# WHAT YOU NEED TO DO
Copy the listing below letter for letter, passing over each picture.

# DATA TO USE
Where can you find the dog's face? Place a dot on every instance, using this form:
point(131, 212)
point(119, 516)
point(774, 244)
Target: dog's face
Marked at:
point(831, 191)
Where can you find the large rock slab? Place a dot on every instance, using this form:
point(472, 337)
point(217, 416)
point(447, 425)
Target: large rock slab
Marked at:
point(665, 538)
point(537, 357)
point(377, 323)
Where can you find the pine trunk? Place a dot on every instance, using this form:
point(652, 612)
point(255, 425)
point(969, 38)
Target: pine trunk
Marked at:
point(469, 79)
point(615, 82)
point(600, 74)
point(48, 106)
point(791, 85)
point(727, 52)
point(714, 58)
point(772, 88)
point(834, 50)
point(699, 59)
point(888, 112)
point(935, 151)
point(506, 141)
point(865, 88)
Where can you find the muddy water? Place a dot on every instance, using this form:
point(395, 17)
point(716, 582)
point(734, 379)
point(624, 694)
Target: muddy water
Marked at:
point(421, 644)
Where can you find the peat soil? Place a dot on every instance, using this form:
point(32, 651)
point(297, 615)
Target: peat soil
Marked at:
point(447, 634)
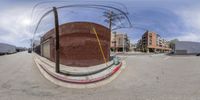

# SOLUTION BELOW
Where can you find the dog's face? Place a dot on every instance, using this form:
point(131, 212)
point(119, 516)
point(774, 244)
Target: dog's face
Marked at:
point(831, 191)
Where can you find the large rock slab? Place a dot on every instance, using this form:
point(472, 337)
point(217, 416)
point(447, 425)
Target: large rock slab
Marked at:
point(665, 538)
point(537, 357)
point(377, 323)
Where can you find the pine trunk? Place a dot on every instance, using this form:
point(652, 612)
point(255, 425)
point(969, 38)
Target: pine trunk
Marked at:
point(469, 79)
point(615, 82)
point(600, 74)
point(48, 106)
point(791, 85)
point(727, 52)
point(714, 58)
point(772, 88)
point(834, 50)
point(699, 59)
point(888, 112)
point(935, 151)
point(506, 141)
point(865, 88)
Where can you find the muddy water? Place a dot on every instance, using this form:
point(395, 17)
point(716, 582)
point(734, 379)
point(624, 694)
Target: muddy water
Marked at:
point(421, 644)
Where can you find the peat soil? Place a dot on every instance, using this form:
point(32, 651)
point(297, 615)
Target: peat soil
Marked at:
point(447, 634)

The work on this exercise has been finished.